— BEGIN SOURCE DOCUMENT —

Hydrogen is more expensive than electric batteries in terms of green transportation, but proponents argue that for long-haul transport, hydrogen-powered trucks have an advantage because they have a longer range.
In the world’s most advanced pilot in the field, HHM, a joint venture between Hyundai and Swiss hydrogen company H2 Energy, has been renting out “green” hydrogen trucks to commercial clients in Switzerland since last October.
Next year, HHM intends to expand into other European countries. “Germany and the Netherlands are the most likely,” Freymueller told Reuters, adding that Austria, Norway, France, Italy, Spain, and Denmark were also interested in pilots.
Hyundai’s latest push will put even more pressure on local players who are working on hydrogen plans of their own.
Germany’s Daimler is collaborating with Sweden’s Volvo, and Italy’s Iveco, a unit of Italian-American vehicle manufacturer CNH Industrial, is collaborating with Nikola, a low-emission truckmaker.

— END SOURCE DOCUMENT —
— BEGIN DATA EXCERPTS —

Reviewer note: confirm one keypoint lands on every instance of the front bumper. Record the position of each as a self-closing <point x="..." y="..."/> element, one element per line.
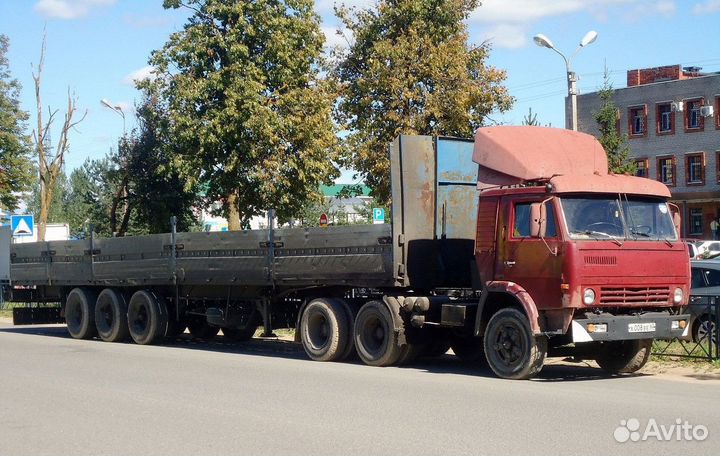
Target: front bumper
<point x="625" y="327"/>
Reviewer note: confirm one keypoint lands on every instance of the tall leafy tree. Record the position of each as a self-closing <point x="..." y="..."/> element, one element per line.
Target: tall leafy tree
<point x="614" y="143"/>
<point x="249" y="116"/>
<point x="411" y="70"/>
<point x="16" y="172"/>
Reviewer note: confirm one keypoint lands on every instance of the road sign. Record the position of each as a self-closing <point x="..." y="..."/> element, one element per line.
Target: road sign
<point x="378" y="215"/>
<point x="22" y="225"/>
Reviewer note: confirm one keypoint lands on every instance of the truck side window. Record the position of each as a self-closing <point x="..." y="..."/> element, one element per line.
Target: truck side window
<point x="521" y="227"/>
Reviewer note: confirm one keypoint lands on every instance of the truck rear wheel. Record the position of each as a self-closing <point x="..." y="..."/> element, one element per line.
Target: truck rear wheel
<point x="324" y="330"/>
<point x="375" y="335"/>
<point x="512" y="351"/>
<point x="111" y="316"/>
<point x="147" y="318"/>
<point x="623" y="356"/>
<point x="80" y="313"/>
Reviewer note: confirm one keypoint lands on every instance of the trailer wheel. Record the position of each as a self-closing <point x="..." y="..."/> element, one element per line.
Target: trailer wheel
<point x="147" y="318"/>
<point x="324" y="330"/>
<point x="111" y="316"/>
<point x="375" y="335"/>
<point x="200" y="329"/>
<point x="469" y="349"/>
<point x="80" y="313"/>
<point x="623" y="356"/>
<point x="511" y="349"/>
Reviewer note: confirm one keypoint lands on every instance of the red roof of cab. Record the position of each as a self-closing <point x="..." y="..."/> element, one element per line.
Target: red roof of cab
<point x="570" y="160"/>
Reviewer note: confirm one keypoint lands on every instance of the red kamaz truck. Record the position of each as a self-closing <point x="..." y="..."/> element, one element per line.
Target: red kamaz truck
<point x="510" y="248"/>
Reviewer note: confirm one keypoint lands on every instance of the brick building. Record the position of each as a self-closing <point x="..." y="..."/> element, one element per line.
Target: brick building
<point x="671" y="115"/>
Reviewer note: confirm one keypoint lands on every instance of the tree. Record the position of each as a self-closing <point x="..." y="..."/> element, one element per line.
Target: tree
<point x="50" y="163"/>
<point x="411" y="70"/>
<point x="249" y="116"/>
<point x="615" y="144"/>
<point x="16" y="170"/>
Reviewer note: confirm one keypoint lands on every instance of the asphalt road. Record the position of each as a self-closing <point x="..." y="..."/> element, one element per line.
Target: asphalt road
<point x="63" y="396"/>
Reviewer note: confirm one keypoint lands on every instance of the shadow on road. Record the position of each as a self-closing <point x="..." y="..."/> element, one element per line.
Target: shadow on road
<point x="554" y="371"/>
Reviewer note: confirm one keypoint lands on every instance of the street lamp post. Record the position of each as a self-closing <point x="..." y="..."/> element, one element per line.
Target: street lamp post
<point x="116" y="108"/>
<point x="543" y="41"/>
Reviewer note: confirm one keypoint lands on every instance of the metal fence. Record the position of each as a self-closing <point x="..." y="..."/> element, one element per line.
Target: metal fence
<point x="704" y="334"/>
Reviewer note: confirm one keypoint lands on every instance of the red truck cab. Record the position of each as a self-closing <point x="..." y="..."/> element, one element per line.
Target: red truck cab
<point x="591" y="259"/>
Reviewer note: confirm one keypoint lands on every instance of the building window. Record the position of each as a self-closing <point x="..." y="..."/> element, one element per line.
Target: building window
<point x="665" y="119"/>
<point x="693" y="120"/>
<point x="695" y="221"/>
<point x="666" y="170"/>
<point x="637" y="118"/>
<point x="695" y="169"/>
<point x="641" y="168"/>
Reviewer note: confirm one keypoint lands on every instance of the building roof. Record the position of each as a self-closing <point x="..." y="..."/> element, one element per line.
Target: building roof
<point x="333" y="191"/>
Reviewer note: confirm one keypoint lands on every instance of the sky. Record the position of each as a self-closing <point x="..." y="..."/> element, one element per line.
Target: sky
<point x="96" y="48"/>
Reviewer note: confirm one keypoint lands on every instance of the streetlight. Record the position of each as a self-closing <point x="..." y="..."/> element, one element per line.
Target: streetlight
<point x="543" y="41"/>
<point x="116" y="108"/>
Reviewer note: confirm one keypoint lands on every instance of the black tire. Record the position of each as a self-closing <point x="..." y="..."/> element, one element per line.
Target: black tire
<point x="80" y="313"/>
<point x="375" y="339"/>
<point x="324" y="330"/>
<point x="111" y="316"/>
<point x="200" y="329"/>
<point x="623" y="356"/>
<point x="511" y="349"/>
<point x="704" y="328"/>
<point x="469" y="349"/>
<point x="147" y="318"/>
<point x="245" y="332"/>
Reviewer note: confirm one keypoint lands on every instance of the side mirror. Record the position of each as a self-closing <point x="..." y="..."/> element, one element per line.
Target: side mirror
<point x="675" y="211"/>
<point x="538" y="220"/>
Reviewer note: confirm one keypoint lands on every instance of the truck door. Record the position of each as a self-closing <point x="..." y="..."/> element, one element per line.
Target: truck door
<point x="530" y="262"/>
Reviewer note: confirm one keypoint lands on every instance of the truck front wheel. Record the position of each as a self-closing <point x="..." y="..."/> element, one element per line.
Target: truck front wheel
<point x="512" y="350"/>
<point x="324" y="330"/>
<point x="623" y="356"/>
<point x="375" y="339"/>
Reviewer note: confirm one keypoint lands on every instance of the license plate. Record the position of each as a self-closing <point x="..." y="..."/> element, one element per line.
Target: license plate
<point x="641" y="327"/>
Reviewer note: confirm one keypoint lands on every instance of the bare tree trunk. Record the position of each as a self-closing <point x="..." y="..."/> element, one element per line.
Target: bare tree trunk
<point x="233" y="212"/>
<point x="50" y="165"/>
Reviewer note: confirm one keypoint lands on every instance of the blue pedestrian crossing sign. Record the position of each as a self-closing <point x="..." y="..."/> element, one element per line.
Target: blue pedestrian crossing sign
<point x="378" y="215"/>
<point x="22" y="225"/>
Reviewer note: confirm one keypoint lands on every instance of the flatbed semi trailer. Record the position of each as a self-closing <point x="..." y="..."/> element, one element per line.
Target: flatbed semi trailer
<point x="509" y="248"/>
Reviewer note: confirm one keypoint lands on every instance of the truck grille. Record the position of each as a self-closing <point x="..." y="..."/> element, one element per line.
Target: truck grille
<point x="634" y="295"/>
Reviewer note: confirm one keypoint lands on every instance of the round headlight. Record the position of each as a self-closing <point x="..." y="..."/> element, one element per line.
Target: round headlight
<point x="678" y="296"/>
<point x="589" y="296"/>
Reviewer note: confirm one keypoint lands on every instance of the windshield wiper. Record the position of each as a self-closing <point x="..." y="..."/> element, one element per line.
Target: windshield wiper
<point x="602" y="233"/>
<point x="639" y="233"/>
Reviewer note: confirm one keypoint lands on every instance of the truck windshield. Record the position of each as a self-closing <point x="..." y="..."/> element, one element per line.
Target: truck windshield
<point x="625" y="217"/>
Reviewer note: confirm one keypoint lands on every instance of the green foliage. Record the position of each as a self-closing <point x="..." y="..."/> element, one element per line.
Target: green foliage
<point x="16" y="170"/>
<point x="411" y="70"/>
<point x="614" y="143"/>
<point x="249" y="116"/>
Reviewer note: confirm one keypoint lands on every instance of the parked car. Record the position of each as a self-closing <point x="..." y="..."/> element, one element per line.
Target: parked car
<point x="704" y="289"/>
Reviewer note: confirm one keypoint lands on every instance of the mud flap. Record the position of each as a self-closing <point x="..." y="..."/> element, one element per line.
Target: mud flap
<point x="37" y="315"/>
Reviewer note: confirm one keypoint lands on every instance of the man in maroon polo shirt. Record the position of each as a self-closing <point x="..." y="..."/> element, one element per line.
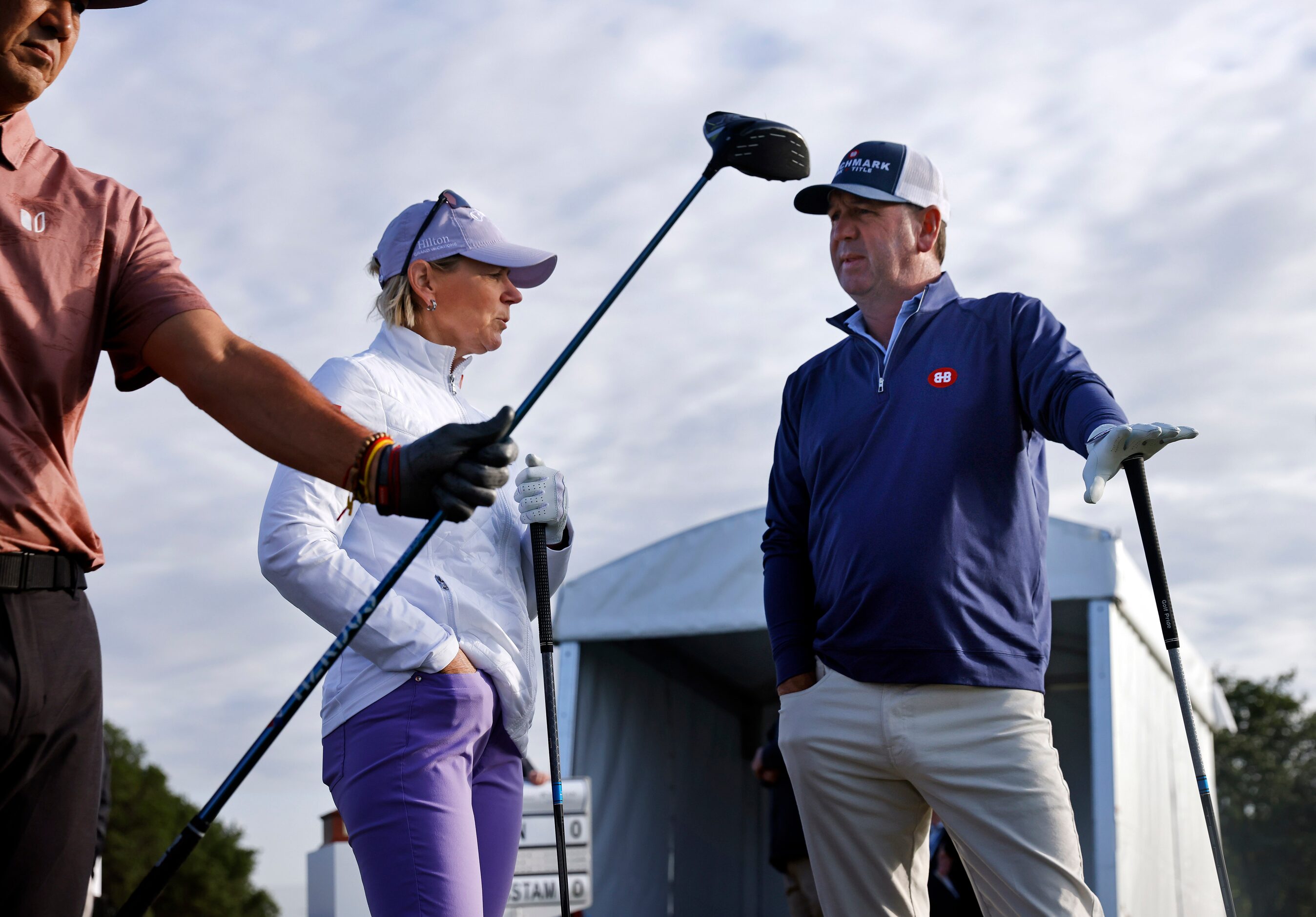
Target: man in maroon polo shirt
<point x="84" y="268"/>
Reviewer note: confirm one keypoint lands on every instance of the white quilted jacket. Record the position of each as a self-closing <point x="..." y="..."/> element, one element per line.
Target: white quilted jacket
<point x="472" y="584"/>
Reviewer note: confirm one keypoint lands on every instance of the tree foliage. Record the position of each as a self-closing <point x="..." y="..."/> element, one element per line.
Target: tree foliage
<point x="145" y="817"/>
<point x="1266" y="775"/>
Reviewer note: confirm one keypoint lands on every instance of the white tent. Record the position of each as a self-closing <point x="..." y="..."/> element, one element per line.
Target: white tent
<point x="668" y="686"/>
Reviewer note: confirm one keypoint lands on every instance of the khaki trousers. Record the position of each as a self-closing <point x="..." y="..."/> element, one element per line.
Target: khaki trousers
<point x="870" y="762"/>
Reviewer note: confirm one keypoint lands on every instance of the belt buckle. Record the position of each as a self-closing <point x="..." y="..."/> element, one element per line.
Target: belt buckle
<point x="41" y="571"/>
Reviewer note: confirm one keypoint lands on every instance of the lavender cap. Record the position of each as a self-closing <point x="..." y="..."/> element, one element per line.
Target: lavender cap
<point x="458" y="230"/>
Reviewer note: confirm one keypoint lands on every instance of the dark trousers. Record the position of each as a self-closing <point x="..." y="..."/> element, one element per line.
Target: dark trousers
<point x="50" y="751"/>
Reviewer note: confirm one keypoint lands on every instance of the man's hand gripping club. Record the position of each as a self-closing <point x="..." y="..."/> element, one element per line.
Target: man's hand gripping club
<point x="456" y="469"/>
<point x="1110" y="445"/>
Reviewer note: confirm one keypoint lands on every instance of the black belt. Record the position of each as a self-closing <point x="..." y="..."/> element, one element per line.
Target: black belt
<point x="25" y="570"/>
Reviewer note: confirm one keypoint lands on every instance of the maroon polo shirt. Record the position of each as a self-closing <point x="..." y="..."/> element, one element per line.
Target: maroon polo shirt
<point x="83" y="268"/>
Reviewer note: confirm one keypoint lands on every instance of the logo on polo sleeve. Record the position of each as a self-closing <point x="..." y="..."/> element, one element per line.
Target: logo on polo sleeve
<point x="33" y="224"/>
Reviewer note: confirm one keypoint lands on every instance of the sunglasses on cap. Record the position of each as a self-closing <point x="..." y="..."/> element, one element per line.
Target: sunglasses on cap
<point x="445" y="196"/>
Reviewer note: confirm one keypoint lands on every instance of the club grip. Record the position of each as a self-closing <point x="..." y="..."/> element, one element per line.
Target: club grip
<point x="543" y="604"/>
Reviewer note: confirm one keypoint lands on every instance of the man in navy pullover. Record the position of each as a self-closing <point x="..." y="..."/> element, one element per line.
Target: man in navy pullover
<point x="905" y="562"/>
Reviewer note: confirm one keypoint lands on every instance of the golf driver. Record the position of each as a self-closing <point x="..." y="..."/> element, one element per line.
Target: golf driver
<point x="540" y="556"/>
<point x="762" y="149"/>
<point x="1137" y="476"/>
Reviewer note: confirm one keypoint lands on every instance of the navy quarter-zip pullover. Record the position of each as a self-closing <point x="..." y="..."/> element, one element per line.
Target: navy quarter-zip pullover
<point x="907" y="507"/>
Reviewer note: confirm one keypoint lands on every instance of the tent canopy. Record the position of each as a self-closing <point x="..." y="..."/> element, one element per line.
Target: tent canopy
<point x="708" y="581"/>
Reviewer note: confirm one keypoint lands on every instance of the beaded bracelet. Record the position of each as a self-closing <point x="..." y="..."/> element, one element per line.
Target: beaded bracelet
<point x="357" y="482"/>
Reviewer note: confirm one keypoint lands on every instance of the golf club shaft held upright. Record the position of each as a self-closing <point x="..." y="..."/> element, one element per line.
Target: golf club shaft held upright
<point x="544" y="608"/>
<point x="1136" y="471"/>
<point x="154" y="882"/>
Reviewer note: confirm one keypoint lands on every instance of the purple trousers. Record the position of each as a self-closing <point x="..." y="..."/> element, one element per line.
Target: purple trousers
<point x="430" y="787"/>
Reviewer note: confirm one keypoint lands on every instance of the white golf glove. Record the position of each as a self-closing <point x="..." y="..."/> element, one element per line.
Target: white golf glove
<point x="541" y="495"/>
<point x="1110" y="444"/>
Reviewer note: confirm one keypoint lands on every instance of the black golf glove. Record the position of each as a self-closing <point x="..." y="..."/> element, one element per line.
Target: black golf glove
<point x="456" y="469"/>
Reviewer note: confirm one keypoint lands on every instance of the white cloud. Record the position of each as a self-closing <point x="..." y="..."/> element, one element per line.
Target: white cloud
<point x="1143" y="167"/>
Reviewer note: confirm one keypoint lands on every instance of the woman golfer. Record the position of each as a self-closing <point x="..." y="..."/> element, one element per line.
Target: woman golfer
<point x="426" y="715"/>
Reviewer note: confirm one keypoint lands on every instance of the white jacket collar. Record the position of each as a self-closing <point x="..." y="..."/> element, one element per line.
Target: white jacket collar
<point x="432" y="361"/>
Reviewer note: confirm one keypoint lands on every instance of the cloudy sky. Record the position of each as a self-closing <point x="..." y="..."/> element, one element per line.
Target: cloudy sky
<point x="1144" y="167"/>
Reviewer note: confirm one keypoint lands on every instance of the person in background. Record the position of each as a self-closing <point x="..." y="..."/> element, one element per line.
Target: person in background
<point x="949" y="890"/>
<point x="86" y="269"/>
<point x="786" y="850"/>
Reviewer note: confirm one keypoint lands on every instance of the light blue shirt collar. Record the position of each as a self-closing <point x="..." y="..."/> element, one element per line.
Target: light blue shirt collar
<point x="907" y="310"/>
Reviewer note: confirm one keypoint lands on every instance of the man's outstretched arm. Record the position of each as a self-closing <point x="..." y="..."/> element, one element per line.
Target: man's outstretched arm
<point x="256" y="395"/>
<point x="267" y="404"/>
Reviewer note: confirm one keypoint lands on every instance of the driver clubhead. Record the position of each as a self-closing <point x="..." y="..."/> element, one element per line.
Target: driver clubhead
<point x="764" y="149"/>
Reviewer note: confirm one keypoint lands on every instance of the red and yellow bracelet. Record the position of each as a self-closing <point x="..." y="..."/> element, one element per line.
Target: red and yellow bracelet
<point x="357" y="480"/>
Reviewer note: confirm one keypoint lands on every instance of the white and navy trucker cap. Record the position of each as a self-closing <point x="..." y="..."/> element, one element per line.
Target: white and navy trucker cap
<point x="882" y="171"/>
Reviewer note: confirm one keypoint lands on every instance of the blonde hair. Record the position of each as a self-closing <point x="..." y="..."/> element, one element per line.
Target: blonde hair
<point x="396" y="302"/>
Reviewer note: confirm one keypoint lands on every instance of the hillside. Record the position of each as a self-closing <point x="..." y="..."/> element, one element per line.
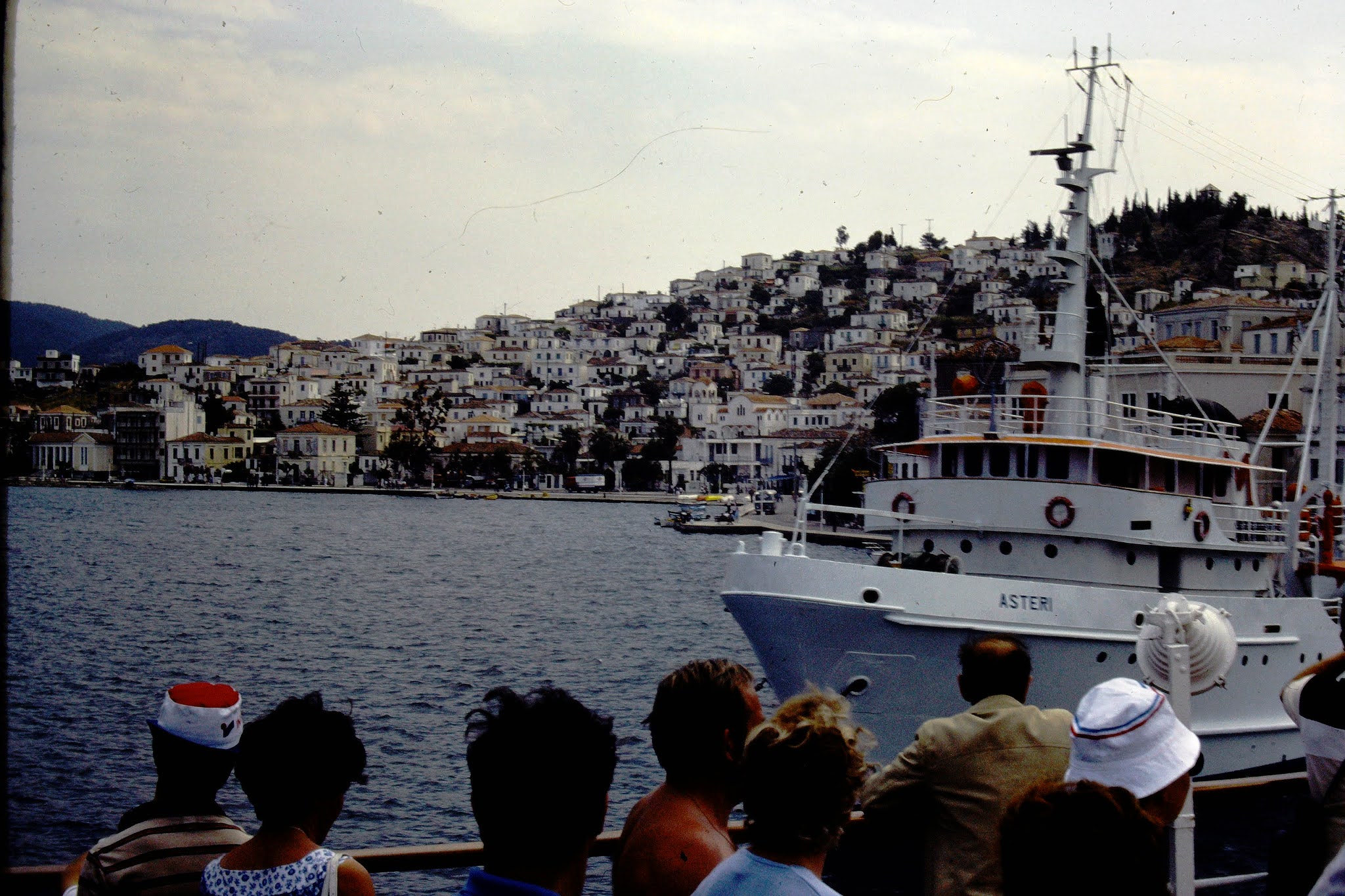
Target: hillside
<point x="35" y="328"/>
<point x="215" y="337"/>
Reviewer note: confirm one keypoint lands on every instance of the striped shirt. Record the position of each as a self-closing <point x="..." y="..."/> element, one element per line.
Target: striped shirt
<point x="158" y="856"/>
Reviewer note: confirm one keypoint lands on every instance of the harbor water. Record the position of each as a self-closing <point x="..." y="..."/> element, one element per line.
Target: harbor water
<point x="401" y="610"/>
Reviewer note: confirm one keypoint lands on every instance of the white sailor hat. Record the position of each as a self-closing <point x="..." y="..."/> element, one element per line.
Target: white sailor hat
<point x="1126" y="735"/>
<point x="205" y="714"/>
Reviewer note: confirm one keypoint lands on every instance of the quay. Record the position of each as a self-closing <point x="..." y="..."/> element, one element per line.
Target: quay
<point x="1212" y="797"/>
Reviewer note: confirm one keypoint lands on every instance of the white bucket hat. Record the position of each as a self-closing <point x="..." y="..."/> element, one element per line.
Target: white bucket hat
<point x="1126" y="735"/>
<point x="205" y="714"/>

— END DATA EXCERPTS —

WHAT YOU WILL DO:
1. According to the hydrogen trucks text, since when has HHM been renting out "green" hydrogen trucks to commercial clients in Switzerland?
2. Write the next part of the hydrogen trucks text, picking up after its final sentence.

EXERCISE RESULTS:
1. Since last October.

2.
In Europe, where EU environment ministers want truck CO2 emissions cut by a third by 2030 from 2019 levels, threatening diesel bans and higher taxes while promising up to 75% lower road tolls for greener vehicles, hydrogen has risen to the fore.
Fuel cell electric vehicles, which are powered by on-board hydrogen and are more expensive than battery electric vehicles, could benefit from Europe’s desire to build a world-leading industry around hydrogen technology.
According to a study by Berylls Strategy Advisors, by 2030, 25% of new truck sales in Europe will be battery powered, with 10% being fuel cell. However, if green hydrogen is scaled up, the ratio may change, according to the report.